== Consegna ==
Filtra i record e riporta ogni riga in cui compare la parola "black". Maiuscole e minuscole fanno differenza.

== Dati ==

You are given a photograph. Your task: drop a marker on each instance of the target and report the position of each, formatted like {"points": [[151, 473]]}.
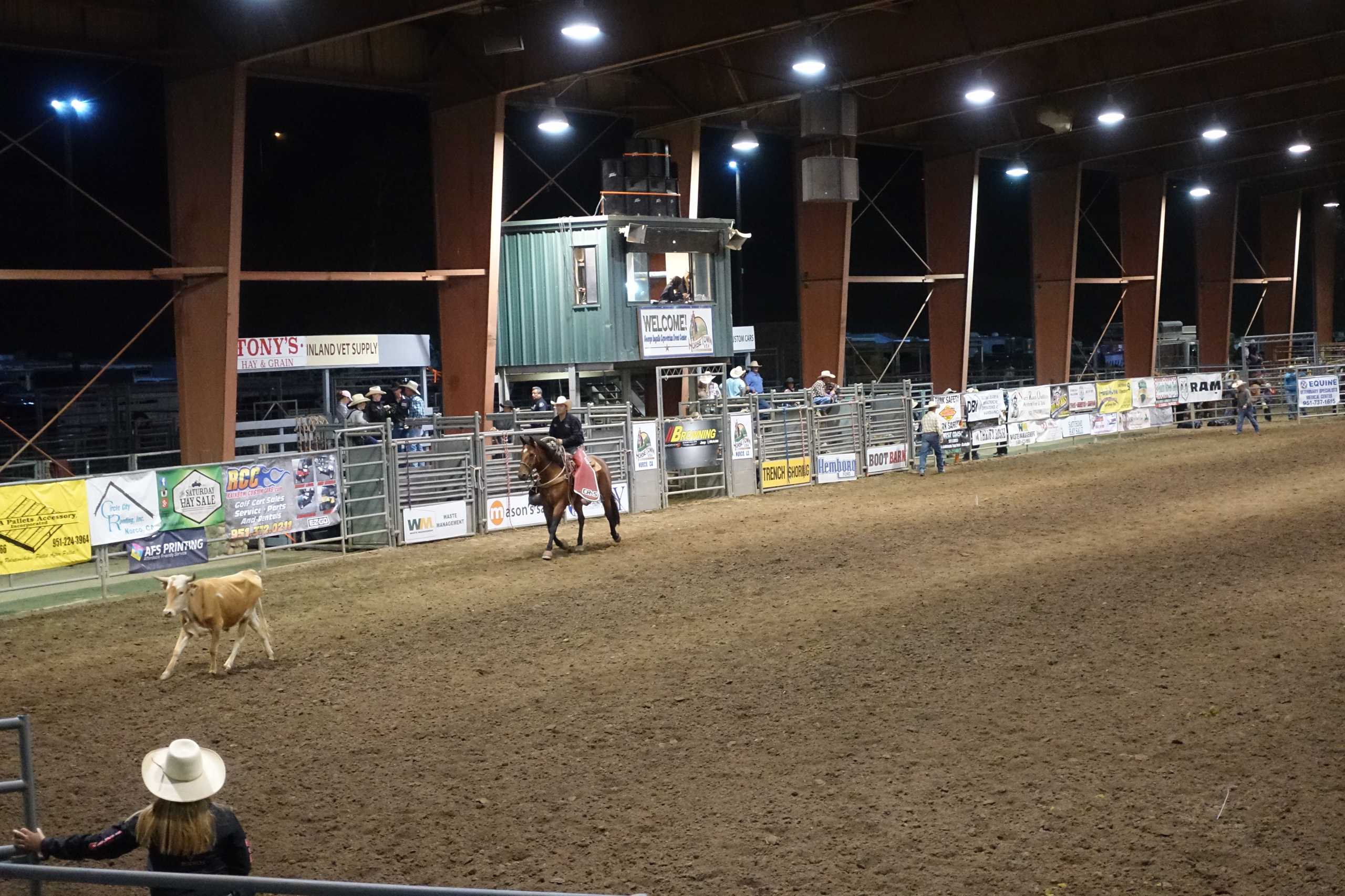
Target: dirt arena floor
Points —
{"points": [[1043, 674]]}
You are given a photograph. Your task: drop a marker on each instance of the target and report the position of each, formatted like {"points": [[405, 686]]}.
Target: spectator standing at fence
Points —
{"points": [[931, 436], [183, 829], [1246, 409]]}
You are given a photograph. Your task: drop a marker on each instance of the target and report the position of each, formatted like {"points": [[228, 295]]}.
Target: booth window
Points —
{"points": [[585, 276], [650, 274]]}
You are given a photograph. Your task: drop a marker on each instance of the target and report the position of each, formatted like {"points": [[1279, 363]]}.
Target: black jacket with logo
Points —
{"points": [[232, 853]]}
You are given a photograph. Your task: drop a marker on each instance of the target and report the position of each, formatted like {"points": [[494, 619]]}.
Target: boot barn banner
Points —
{"points": [[44, 526]]}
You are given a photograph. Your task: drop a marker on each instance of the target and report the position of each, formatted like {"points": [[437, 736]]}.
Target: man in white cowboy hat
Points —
{"points": [[568, 430], [931, 434], [825, 389], [735, 388], [185, 832]]}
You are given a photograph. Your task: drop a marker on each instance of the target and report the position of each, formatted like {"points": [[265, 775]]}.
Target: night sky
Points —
{"points": [[349, 187]]}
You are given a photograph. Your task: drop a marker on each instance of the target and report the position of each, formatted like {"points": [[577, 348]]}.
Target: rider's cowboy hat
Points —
{"points": [[183, 773]]}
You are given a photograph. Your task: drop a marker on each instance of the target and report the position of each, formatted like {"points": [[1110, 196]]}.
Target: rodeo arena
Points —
{"points": [[642, 572]]}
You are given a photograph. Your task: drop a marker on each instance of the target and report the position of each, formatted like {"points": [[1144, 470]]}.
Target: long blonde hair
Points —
{"points": [[177, 829]]}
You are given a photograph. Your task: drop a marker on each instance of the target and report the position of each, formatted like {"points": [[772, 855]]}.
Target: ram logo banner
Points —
{"points": [[121, 507], [1114, 397], [839, 467], [433, 523], [44, 526], [794, 471]]}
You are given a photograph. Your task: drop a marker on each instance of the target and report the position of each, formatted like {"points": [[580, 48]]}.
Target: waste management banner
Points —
{"points": [[44, 525]]}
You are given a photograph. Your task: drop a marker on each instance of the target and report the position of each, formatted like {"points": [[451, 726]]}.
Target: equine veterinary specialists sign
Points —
{"points": [[283, 353], [677, 331]]}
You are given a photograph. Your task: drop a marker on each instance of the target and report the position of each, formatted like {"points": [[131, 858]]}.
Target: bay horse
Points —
{"points": [[544, 463]]}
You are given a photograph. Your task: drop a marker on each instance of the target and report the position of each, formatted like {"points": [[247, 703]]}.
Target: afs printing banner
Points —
{"points": [[121, 507], [44, 526]]}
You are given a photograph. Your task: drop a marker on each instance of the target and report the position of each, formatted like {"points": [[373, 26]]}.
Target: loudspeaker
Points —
{"points": [[830, 179], [827, 113]]}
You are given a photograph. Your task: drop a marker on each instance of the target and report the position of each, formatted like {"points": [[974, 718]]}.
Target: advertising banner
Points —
{"points": [[433, 523], [191, 497], [167, 549], [1137, 419], [513, 512], [885, 459], [988, 434], [690, 443], [1199, 388], [1114, 396], [1319, 392], [258, 501], [1077, 425], [1032, 403], [677, 331], [316, 492], [741, 428], [1083, 397], [1059, 403], [1165, 391], [795, 471], [984, 405], [839, 467], [1106, 424], [121, 507], [646, 450], [1144, 392], [44, 526]]}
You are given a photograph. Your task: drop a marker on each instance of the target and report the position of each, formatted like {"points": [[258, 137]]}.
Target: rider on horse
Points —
{"points": [[570, 432]]}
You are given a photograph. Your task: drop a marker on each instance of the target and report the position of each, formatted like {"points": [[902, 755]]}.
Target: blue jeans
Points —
{"points": [[930, 442], [1247, 413]]}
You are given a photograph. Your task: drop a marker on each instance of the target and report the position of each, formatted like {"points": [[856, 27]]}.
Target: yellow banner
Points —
{"points": [[777, 474], [44, 526], [1114, 397]]}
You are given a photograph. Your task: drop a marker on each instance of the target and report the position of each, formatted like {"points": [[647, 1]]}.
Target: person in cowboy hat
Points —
{"points": [[931, 427], [183, 829], [568, 430], [735, 388]]}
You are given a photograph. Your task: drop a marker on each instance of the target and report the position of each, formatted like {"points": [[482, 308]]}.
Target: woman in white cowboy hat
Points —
{"points": [[183, 829]]}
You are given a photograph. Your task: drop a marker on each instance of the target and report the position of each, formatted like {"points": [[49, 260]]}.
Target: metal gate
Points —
{"points": [[888, 432], [784, 443]]}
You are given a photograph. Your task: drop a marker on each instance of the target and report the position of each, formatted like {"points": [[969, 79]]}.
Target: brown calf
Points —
{"points": [[214, 606]]}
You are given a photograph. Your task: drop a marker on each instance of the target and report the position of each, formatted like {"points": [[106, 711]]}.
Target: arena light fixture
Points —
{"points": [[1111, 113], [553, 120], [580, 25], [746, 140], [810, 62]]}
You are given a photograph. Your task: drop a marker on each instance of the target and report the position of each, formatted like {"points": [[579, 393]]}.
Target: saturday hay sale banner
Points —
{"points": [[121, 507], [44, 526], [191, 497]]}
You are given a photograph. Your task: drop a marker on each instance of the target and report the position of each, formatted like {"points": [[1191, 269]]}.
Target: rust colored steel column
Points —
{"points": [[1216, 238], [469, 145], [824, 229], [951, 186], [1144, 217], [685, 142], [206, 118], [1282, 224], [1055, 249], [1324, 269]]}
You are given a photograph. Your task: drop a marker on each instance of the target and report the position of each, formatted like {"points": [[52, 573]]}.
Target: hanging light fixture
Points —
{"points": [[1111, 113], [744, 139], [580, 25], [810, 62], [553, 120], [981, 93]]}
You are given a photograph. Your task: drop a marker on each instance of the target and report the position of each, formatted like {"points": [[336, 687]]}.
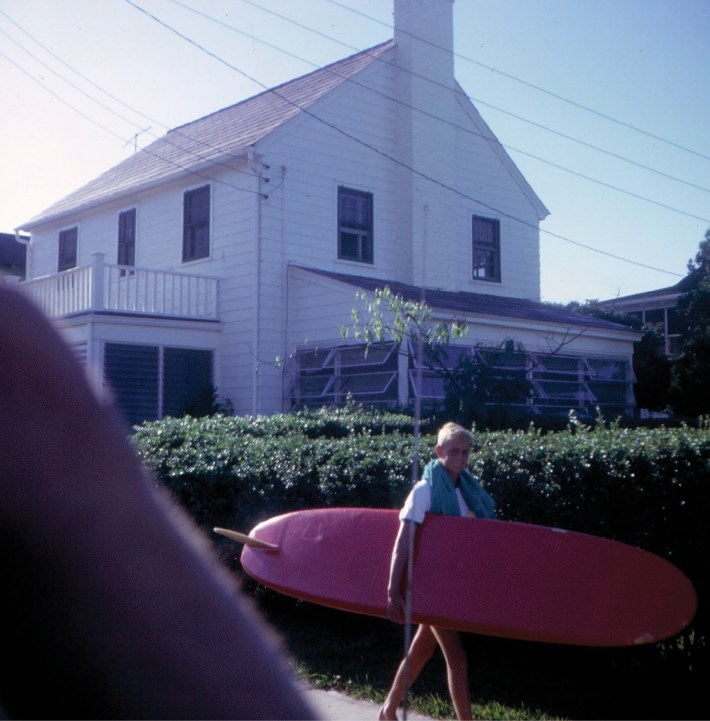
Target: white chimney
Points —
{"points": [[426, 136]]}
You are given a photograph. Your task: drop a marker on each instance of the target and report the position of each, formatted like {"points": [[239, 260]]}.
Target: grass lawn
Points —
{"points": [[358, 655]]}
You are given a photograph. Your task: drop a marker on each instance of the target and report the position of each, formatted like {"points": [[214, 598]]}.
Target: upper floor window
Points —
{"points": [[486, 249], [196, 225], [355, 225], [127, 237], [67, 248]]}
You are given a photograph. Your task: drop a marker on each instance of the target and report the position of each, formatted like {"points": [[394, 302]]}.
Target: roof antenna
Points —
{"points": [[135, 138]]}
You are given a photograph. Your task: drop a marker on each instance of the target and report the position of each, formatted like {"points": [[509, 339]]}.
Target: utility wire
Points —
{"points": [[148, 151], [464, 129], [473, 100], [550, 93], [386, 155]]}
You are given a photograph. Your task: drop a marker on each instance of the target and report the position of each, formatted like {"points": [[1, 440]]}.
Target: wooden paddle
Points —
{"points": [[246, 540]]}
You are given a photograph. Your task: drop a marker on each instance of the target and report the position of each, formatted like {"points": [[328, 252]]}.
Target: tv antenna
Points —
{"points": [[134, 139]]}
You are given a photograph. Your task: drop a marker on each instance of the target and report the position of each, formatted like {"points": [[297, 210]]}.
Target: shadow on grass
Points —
{"points": [[509, 679]]}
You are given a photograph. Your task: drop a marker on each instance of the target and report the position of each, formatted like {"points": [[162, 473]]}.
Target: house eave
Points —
{"points": [[46, 218]]}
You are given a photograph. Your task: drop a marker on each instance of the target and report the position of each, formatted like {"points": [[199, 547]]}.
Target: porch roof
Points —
{"points": [[478, 303]]}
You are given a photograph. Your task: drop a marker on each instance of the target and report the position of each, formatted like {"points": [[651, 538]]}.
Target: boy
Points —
{"points": [[112, 604], [447, 488]]}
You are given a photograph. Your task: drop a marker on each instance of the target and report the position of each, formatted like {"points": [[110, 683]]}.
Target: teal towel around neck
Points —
{"points": [[443, 492]]}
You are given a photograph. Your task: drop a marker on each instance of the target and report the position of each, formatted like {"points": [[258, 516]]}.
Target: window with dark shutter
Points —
{"points": [[67, 249], [355, 241], [127, 237], [187, 381], [132, 372], [196, 225], [486, 249]]}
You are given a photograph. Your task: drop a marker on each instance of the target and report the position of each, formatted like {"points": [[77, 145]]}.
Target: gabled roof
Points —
{"points": [[478, 303], [216, 138]]}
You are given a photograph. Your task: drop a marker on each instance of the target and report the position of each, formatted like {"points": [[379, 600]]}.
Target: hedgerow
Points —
{"points": [[647, 487]]}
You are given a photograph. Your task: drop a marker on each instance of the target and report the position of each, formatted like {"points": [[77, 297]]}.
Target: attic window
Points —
{"points": [[127, 237], [196, 227], [486, 249], [355, 225], [67, 249]]}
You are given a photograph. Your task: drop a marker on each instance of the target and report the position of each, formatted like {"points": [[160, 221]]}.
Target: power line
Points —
{"points": [[147, 150], [550, 93], [380, 152], [470, 98], [165, 139], [468, 130]]}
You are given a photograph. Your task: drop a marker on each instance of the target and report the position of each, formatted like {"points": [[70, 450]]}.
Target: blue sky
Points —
{"points": [[604, 105]]}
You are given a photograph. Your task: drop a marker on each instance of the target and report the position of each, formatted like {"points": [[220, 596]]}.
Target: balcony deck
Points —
{"points": [[101, 287]]}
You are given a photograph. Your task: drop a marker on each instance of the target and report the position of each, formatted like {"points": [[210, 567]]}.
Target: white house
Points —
{"points": [[243, 236]]}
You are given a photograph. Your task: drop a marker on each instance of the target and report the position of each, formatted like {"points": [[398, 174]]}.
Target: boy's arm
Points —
{"points": [[398, 571]]}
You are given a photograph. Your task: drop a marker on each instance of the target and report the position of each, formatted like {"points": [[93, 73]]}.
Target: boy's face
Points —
{"points": [[454, 456]]}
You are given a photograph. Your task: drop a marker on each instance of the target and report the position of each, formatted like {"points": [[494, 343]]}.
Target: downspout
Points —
{"points": [[256, 167], [28, 255]]}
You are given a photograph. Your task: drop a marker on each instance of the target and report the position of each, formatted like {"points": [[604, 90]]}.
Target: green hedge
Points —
{"points": [[647, 487]]}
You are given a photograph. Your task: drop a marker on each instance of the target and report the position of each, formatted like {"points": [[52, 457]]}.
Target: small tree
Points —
{"points": [[690, 375], [391, 317]]}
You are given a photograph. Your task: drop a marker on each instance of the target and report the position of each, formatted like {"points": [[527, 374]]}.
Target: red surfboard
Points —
{"points": [[496, 578]]}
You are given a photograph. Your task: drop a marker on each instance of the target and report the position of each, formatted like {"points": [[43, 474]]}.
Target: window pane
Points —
{"points": [[67, 249], [127, 238], [196, 233], [355, 225], [486, 248]]}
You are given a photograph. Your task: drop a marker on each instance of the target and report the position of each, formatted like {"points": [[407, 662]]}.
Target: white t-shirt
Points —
{"points": [[419, 502]]}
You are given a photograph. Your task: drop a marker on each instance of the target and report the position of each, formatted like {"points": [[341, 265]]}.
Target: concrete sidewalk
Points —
{"points": [[334, 706]]}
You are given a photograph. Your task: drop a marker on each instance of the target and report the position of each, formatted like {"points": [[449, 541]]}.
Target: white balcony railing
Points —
{"points": [[102, 286]]}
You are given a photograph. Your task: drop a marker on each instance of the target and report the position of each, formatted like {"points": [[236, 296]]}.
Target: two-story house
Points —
{"points": [[242, 237]]}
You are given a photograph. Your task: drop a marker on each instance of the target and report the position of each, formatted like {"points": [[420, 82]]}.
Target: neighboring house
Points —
{"points": [[242, 237], [13, 254], [656, 308]]}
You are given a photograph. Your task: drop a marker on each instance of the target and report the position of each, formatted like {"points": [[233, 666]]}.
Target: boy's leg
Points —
{"points": [[112, 604], [457, 670], [420, 651]]}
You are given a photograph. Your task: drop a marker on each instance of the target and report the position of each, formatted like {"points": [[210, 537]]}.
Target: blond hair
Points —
{"points": [[453, 432]]}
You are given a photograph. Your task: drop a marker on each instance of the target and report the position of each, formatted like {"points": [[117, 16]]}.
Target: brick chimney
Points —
{"points": [[425, 87]]}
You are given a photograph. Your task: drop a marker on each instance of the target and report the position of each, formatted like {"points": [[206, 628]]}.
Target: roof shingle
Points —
{"points": [[214, 138]]}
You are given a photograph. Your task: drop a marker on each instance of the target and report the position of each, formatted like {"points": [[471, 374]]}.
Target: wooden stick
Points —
{"points": [[246, 540]]}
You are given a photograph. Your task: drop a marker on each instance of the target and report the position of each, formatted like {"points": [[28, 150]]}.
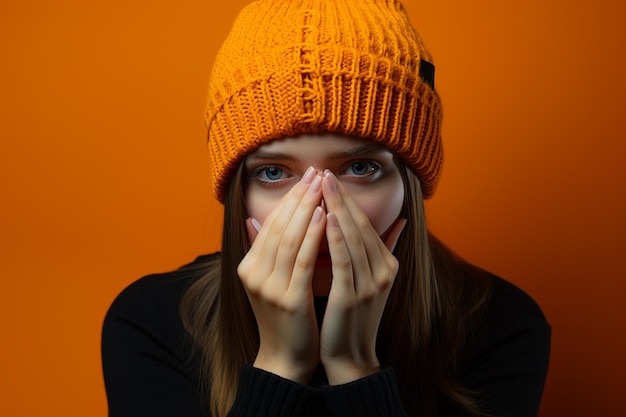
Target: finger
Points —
{"points": [[358, 233], [393, 234], [279, 218], [343, 281], [296, 230], [252, 228], [307, 256]]}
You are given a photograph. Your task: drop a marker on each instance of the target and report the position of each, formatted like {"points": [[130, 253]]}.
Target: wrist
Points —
{"points": [[343, 372], [296, 372]]}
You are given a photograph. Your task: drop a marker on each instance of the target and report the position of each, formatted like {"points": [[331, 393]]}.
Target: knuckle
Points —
{"points": [[303, 264]]}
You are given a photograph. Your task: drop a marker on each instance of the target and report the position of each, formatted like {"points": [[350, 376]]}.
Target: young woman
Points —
{"points": [[329, 297]]}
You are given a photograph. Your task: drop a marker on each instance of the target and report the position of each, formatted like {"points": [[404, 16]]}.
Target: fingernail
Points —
{"points": [[317, 214], [316, 185], [332, 182], [308, 176], [332, 220]]}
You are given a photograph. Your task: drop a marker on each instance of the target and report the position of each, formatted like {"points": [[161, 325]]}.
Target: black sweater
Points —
{"points": [[148, 372]]}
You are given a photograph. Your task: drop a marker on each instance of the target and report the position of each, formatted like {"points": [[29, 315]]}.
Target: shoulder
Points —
{"points": [[149, 307], [512, 343], [510, 306]]}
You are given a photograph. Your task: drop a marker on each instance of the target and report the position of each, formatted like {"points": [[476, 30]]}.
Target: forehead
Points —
{"points": [[317, 146]]}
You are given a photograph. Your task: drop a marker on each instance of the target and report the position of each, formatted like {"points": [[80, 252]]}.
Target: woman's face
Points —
{"points": [[366, 170]]}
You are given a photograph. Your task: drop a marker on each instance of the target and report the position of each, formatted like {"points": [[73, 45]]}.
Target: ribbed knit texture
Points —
{"points": [[306, 66], [275, 396]]}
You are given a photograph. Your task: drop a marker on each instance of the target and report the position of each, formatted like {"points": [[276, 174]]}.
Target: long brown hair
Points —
{"points": [[422, 334]]}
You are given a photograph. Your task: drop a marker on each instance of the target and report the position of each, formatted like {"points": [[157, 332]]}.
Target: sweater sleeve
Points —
{"points": [[261, 393], [508, 366], [372, 396]]}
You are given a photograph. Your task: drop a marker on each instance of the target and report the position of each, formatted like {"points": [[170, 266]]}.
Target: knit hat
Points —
{"points": [[354, 67]]}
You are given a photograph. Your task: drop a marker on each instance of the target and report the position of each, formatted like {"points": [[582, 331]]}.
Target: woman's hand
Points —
{"points": [[364, 270], [276, 274]]}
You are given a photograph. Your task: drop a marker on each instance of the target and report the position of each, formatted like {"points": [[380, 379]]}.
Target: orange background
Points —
{"points": [[104, 174]]}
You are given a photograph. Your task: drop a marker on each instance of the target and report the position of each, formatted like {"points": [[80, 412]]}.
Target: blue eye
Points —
{"points": [[363, 169], [268, 173]]}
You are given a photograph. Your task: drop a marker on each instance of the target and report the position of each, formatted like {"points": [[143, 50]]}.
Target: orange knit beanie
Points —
{"points": [[355, 67]]}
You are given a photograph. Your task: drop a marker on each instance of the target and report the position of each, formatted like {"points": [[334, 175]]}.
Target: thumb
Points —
{"points": [[394, 233]]}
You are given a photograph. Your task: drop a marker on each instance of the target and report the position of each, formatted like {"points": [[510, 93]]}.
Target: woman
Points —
{"points": [[329, 297]]}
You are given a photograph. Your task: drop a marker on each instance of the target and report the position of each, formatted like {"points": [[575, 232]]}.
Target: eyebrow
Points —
{"points": [[368, 148]]}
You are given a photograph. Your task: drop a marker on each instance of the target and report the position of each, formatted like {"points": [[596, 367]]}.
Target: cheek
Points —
{"points": [[258, 206], [384, 207]]}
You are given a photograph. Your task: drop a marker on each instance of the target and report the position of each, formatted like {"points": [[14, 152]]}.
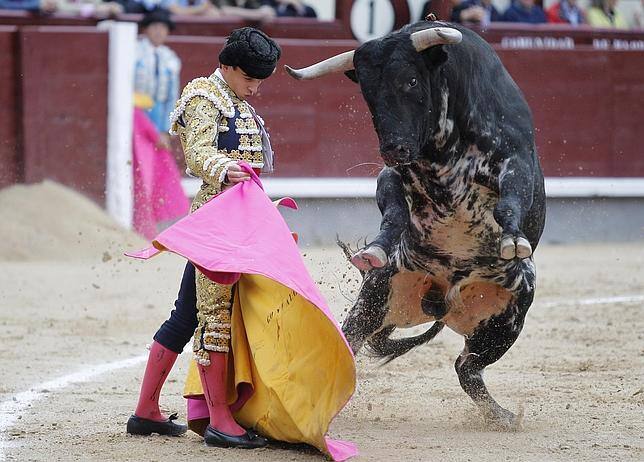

== Risultato ==
Target: black jacket with logo
Target: black sweater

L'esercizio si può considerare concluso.